▸ PROBLEM STATEMENT
Write out every one of the lines below word for word, leaving the pictures out of your copy.

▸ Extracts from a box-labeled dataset
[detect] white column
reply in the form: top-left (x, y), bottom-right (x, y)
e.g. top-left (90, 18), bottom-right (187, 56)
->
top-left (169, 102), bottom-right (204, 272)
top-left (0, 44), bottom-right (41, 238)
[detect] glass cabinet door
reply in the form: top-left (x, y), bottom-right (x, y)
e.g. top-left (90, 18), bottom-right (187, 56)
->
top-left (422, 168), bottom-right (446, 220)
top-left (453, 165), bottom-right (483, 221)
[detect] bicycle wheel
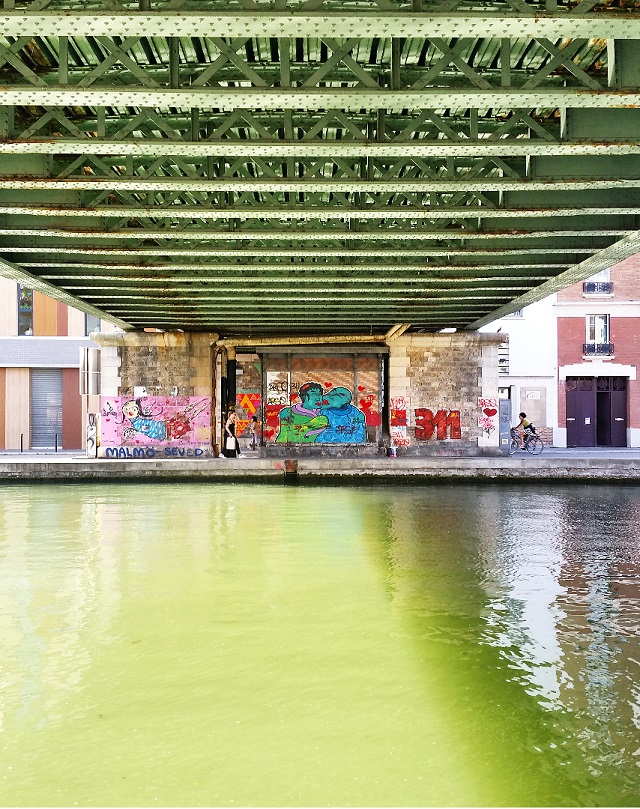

▸ REPLY TO THE TASK
[detect] white column
reply in the form: top-left (x, y), bottom-right (x, y)
e.g. top-left (90, 18), bottom-right (187, 56)
->
top-left (169, 102), bottom-right (204, 272)
top-left (0, 44), bottom-right (41, 238)
[detect] glass cabinet door
reply in the form: top-left (x, y), bottom-right (x, y)
e.g. top-left (90, 18), bottom-right (187, 56)
->
top-left (422, 168), bottom-right (446, 220)
top-left (453, 165), bottom-right (483, 221)
[detect] bicycle wheel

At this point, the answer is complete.